** Data in this exercise follows **

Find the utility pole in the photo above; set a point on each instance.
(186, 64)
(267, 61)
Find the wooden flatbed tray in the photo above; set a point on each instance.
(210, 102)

** End of Data in this exercise **

> Exercise instructions
From the first line to the last, return the data exactly.

> Expected output
Find the utility pole in the photo above; set a point on each instance.
(186, 64)
(267, 61)
Find the wooden flatbed tray in the photo above; set a point on each instance.
(210, 102)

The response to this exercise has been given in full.